* **Exercise**:
The listing below should be printed exactly, though its pictures must not be.

#### Recorded data

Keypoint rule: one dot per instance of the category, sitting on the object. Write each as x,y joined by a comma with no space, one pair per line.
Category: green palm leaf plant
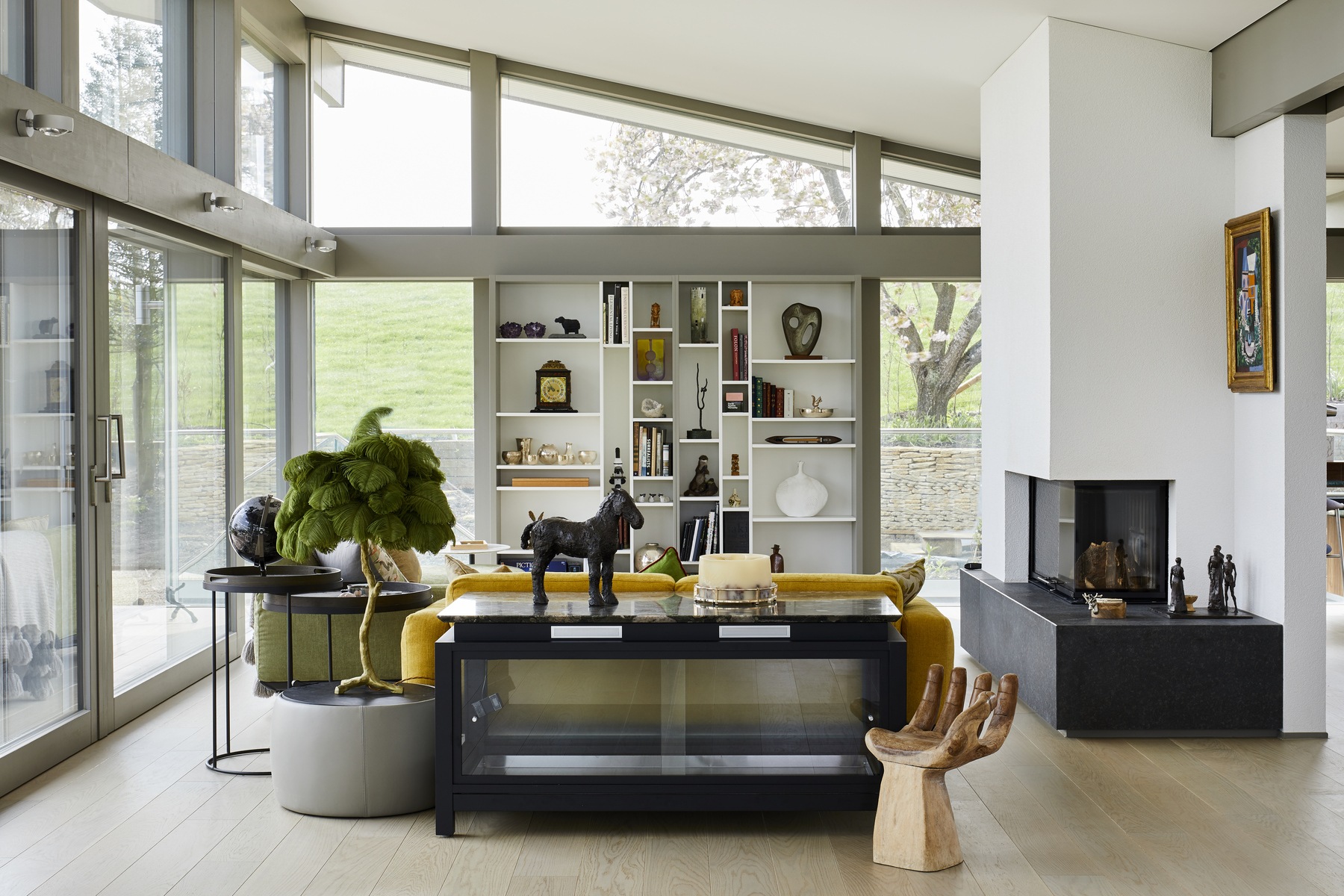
381,489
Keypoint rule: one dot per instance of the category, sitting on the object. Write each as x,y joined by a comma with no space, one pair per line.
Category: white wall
1278,444
1104,301
1105,349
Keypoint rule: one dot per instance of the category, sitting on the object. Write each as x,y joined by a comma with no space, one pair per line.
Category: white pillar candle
735,571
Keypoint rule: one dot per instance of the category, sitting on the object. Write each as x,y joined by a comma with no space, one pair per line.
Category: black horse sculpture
596,539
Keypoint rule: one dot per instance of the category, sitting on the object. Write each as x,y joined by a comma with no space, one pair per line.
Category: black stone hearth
1142,676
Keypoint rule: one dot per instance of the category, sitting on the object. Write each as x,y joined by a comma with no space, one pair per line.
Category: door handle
108,420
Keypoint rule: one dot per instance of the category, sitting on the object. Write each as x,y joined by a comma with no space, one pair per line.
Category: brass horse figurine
596,539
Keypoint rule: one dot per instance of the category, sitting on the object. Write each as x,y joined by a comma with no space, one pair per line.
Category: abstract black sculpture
596,539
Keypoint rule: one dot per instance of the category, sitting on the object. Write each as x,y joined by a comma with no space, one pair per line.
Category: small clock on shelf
553,390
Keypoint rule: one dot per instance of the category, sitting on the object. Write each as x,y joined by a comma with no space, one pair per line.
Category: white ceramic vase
800,494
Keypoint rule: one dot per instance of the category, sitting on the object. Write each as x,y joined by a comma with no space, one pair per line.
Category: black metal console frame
655,793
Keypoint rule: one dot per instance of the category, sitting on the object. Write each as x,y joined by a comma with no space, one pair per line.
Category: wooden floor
137,813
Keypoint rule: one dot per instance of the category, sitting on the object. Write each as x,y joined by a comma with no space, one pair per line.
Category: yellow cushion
927,633
910,576
423,626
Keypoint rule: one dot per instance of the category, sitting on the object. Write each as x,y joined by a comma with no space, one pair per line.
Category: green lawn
406,346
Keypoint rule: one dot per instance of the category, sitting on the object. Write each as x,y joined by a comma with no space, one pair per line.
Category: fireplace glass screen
1101,538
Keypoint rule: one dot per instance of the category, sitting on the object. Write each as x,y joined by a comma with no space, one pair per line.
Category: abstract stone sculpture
915,828
702,484
801,329
596,539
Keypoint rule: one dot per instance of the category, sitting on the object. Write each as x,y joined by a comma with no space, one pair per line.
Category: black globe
252,529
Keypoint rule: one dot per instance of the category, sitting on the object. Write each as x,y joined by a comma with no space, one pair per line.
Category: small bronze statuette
1216,581
1176,601
1230,582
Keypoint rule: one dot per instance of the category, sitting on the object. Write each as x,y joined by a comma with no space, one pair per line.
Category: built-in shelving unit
611,385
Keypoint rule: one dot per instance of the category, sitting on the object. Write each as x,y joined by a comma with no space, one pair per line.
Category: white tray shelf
547,414
816,361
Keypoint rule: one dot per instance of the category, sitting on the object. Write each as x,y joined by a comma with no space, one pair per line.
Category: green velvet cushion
668,564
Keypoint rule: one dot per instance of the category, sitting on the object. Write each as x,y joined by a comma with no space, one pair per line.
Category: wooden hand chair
915,828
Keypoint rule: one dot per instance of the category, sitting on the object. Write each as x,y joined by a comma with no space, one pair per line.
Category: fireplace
1101,538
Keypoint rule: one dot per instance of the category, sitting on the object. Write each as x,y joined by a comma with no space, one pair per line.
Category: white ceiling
907,70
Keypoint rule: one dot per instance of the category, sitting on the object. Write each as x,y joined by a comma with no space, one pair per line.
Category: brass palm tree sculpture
915,828
381,489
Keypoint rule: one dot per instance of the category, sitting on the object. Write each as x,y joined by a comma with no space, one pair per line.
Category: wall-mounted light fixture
213,202
27,124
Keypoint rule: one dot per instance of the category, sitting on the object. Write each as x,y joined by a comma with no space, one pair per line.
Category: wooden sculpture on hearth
914,827
596,539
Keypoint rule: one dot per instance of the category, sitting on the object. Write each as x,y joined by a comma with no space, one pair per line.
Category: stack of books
738,340
616,314
652,450
699,536
769,399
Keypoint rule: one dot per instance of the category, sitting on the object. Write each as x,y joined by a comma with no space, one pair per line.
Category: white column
1278,441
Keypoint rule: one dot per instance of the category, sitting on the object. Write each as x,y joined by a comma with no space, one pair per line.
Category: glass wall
262,114
40,635
13,40
570,159
261,467
391,140
134,70
167,382
930,425
420,364
917,196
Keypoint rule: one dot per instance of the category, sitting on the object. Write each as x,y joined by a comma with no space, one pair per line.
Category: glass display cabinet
574,709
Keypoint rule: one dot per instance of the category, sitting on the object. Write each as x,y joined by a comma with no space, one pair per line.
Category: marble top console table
663,704
1147,675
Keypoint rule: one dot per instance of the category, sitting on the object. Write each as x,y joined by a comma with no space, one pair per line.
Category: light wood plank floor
137,813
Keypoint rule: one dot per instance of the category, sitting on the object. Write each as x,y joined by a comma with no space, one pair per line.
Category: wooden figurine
914,827
596,539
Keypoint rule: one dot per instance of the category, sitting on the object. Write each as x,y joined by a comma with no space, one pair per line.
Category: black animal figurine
596,539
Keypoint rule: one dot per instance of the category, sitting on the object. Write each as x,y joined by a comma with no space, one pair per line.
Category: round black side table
396,595
228,581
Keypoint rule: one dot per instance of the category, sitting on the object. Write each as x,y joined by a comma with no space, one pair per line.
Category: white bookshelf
608,395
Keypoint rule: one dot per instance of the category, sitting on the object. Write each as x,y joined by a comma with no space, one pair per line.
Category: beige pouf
358,755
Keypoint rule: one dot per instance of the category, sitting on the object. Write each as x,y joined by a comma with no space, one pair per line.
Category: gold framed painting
1250,304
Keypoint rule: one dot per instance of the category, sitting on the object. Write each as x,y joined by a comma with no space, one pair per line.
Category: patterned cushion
668,564
910,578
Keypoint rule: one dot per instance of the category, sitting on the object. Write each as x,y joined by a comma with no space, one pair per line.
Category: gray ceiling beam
1287,60
947,254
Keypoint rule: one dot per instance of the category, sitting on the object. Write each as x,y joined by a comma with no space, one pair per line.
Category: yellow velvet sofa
927,633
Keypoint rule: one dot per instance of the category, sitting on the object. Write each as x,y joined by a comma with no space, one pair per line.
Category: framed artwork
1250,304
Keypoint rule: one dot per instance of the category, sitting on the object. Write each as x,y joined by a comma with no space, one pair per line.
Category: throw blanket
27,581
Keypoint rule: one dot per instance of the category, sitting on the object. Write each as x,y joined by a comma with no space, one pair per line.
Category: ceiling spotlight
28,124
218,203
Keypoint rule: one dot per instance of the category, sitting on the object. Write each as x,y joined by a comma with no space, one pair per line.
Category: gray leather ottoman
358,755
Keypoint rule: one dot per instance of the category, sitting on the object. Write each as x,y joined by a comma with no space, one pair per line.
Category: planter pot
800,494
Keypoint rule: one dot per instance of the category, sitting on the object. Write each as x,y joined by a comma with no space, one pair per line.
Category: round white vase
800,494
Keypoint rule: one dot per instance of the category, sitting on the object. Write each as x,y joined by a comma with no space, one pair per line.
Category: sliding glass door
167,449
42,637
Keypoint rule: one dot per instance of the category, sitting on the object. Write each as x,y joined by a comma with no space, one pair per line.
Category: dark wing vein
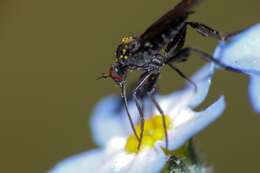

########

* **Your response**:
Keypoint rule: one dot per instance of the category, sitting on the object. Write each as x,y joined by a comma with no space, one pair per line.
Category: green palm leaf plant
381,489
Keypoint rule: one dot per instance of the category, sitting on the object. Write each as x,y joined by a comma with no space, one pair per line.
Category: white wall
1278,444
1104,301
1105,349
Keypoint rule: one dot per instance of the category, sitting on the object. Write each as x,y joined by a comma with no space, one pair per line.
Category: white pillar candle
735,571
Keypoint rule: one dot per instance of the category, sitting on the object. Write each as x,y joined by a comma with no space, one pair per line.
Category: black horse sculpture
596,539
Keypoint rule: one dot per instance of the category, sitting on the object. Write each as x,y joined by a comma with no space, one pair per line.
Category: black stone hearth
1142,676
Keypoint rule: one dot per instance of the category, sitting on the object. Write each as x,y joined by a comma with no space, one pair per line.
Category: door handle
108,420
Keypoint rule: one dot per instance of the category, sitting on the object. Write each as x,y joined by a comma with no space, one pair per line.
Category: brass horse figurine
596,539
Keypoint rule: one dot per instance of the category, sitting on the object. Write each as x,y joined by a comma with no space, one pair per line.
Category: abstract black sculpture
596,539
Keypoint rule: one dot per instance of the category, sitting on the object. Write each as x,y joined by a comma with no space, one pair per line.
Category: small clock on shelf
553,390
Keypoint rule: one dot per instance of the category, sitting on the object. Write each as x,y joined by a comma with no space, one pair per line.
Category: white ceramic vase
800,494
Keypoint rule: one dot per instance of the category, sitting on the object. Write each as x,y joined by a comma with no space, one pair per line.
Category: black metal console frame
655,793
Keypoint rule: one dot per instance of the category, sitting on the object. Write each as x,y joined by a comma with no space, one pair per line.
Category: wooden floor
137,813
Keypoint rule: one dot per instance of the category, sitting on the object. Write each as x,y joined by a comma with no space, one pair per line.
Category: yellow cushion
927,633
910,576
423,626
Keypoint rule: one dot per instance of the category, sitting on the object. Write each as x,y joined by a comma with no space, one pair per line.
Category: green lawn
406,346
Keypoint rule: one dot per instance of the category, sitting on the object. Write each as x,y joined by a comma with no space, one pair per line.
Category: fireplace glass screen
1101,538
Keypoint rule: one dot per instance of the category, sitting on the object. Write each as x,y joined by a comma with no space, one pair per line.
Category: abstract stone sculpture
915,828
702,484
801,329
596,539
Keypoint rule: one dot per instance of the category, sitting on the object. Write each as x,y joined by a comma with no space, one pair per line.
Category: black globe
252,529
Keypoint rule: one dot per instance of the category, sitting on the object. Write each as x,y joined by a comma with no space, one pair per line.
Category: small bronze statuette
1216,581
1176,601
1230,582
Keypoint rule: one dot per instance of the category, sitting on the object. Write each as x,y joined by a comma with no space, one pair per line.
Category: built-in shelving unit
611,385
Keypoint rule: one dot per instance of the category, sitting on the object. Write each as x,y joined by a comma with no space, one pair per line.
Category: white tray shelf
547,414
816,361
Keypoint rule: one dot per instance of the category, sitting on the object. Write each as x,y joined by a comma with no space, one pair per line.
Category: green velvet cushion
668,564
Keypoint rule: one dot per instance of the category, sitting on the object. Write each as x,y joined by a comma with no space, one pair per line.
Category: wooden hand chair
915,828
Keypoint rule: one dot per instance of the category, sitting on the object. Write each as x,y joined by a comma with no space, one pair per line.
Category: fireplace
1101,538
Keypoint rule: one dot per instance of the category, sitting on the object. Write each as x,y joined by a comma with no space, one pair per line.
Category: white ceiling
907,70
Keypoint rule: one dot per instance of the category, sitting on the object. Write each as x,y joined by a comma with no space, one pair per line.
Category: brass palm tree sculpture
915,828
381,489
Keypoint rule: one dot per instance of the category, sitting on the object. Write each as x,y joined by a comma with no space, one pair per line.
Category: wall-mounted light fixture
213,202
27,124
Keypoint rule: one dot per instance of the category, sitting on the object. Write each as x,y joined by a comma with no space, one pair per line.
Category: wooden sculpture on hearth
914,827
596,539
Keypoint rule: one dot per instance of the category, sitting on the object. Write each as x,y joined by a comma with no space, one pair per line.
Category: stack of books
738,340
616,314
652,450
699,536
769,399
Keypoint rule: one dot per instance of the category, sitting on the object. Write each as x,y joined by a comma with no space, one pair per line.
Category: white column
1278,441
Keypoint rule: one dot per instance of the category, sitting on the object. Write each as x,y joined by a comma with no space, one pair per line.
Category: glass wall
262,114
40,635
13,40
570,159
261,467
391,140
134,70
167,382
930,425
420,364
917,196
Keypoint rule: one dot per instance of the category, sitting on the object. Write each as x,y joined by a comma with no space, one pair per line.
Category: glass display cabinet
574,709
Keypoint rule: one dot per instance of the category, sitting on the object. Write each as x,y joined by a comma with no space, one pair per line.
Category: marble top console table
663,704
1147,675
Keypoint rule: one dot per instance of the category, sitting on the object. Write each as x,y joined by a comma with no space, one pair per line.
Category: light wood plank floor
137,813
Keypoint rule: one dot per instance of the category, sitting on the object. Write each as x,y joined by a comma with no space, one pair per line.
Category: wooden figurine
914,827
596,539
Keypoint rule: one dot per instance of the category, sitting on the object. Write each as x,y joined by a comma with no space, one pair per line.
Category: black animal figurine
596,539
Keypoint rule: one dot per instance of the category, sitting on the object. Write each as x,y joined by a comma with no space, one pair per line.
Category: round black side table
396,595
228,581
Keypoint rule: one dot per instance of the category, sitting on the object. Write each as x,y joined by a comma with no space, one pair per line.
Category: white bookshelf
608,395
Keypoint rule: one dot per instance of the category, sitting on the object. Write each as x,y joined by a comma with no space, one pair per line.
Category: beige pouf
358,755
Keypoint rule: one dot per instance of the category, sitting on the object. Write each as x,y joined by a comma with no space, one pair per line.
Category: gold framed painting
1250,304
Keypoint rule: one dot per instance of the category, sitting on the object. Write each as x,y joined by a comma with no space, one pair per line.
Category: patterned cushion
668,564
910,578
Keypoint rule: one dot per instance of the category, sitting on the object. Write each as x,y joined by a comma with no space, one pair per line.
Category: gray ceiling beam
1287,60
947,254
Keypoint rule: one dot per instance of the category, sitting on the object. Write each as x,y joined by a comma with no space, one pair per line.
Category: yellow velvet sofa
927,633
Keypoint rule: one dot per instance of the category, sitting on the object. Write each as x,y joined by a comma with no space, one pair per line.
Category: framed artwork
1250,304
Keypoint rule: one dot per instance of the category, sitting on the object. Write each as x,y joined by a comma with no space, one pair per line.
Category: throw blanket
27,581
Keypoint rule: one dot per instance of the category, sitting on the object. Write each as x,y joined by a comma with no space, one pair per line.
Category: ceiling spotlight
28,124
218,203
Keypoint rule: one dot per instance of the category, sitting on the object. Write each as x,y joined by a comma with no space, one pair per line.
Category: gray leather ottoman
358,755
Keypoint rule: one dot per instance of the category, sitting on the object. Write each as x,y joined by a comma with no space, one pair per line.
Category: planter pot
800,494
Keypoint rule: one dot per instance of the category, sitting on the object. Write each as x,y joined by a comma with no space, one pair per line.
Category: round white vase
800,494
Keypoint rule: one dot per instance of the category, sitting on the object. Write each as x,y joined by a comma with no space, one pair per line.
Category: sliding glass door
167,449
42,637
Keypoint rule: one dot per instance of the category, sitting on the object. Write each as x,y joined by a comma with no space, one pair per line.
Category: dark wing vein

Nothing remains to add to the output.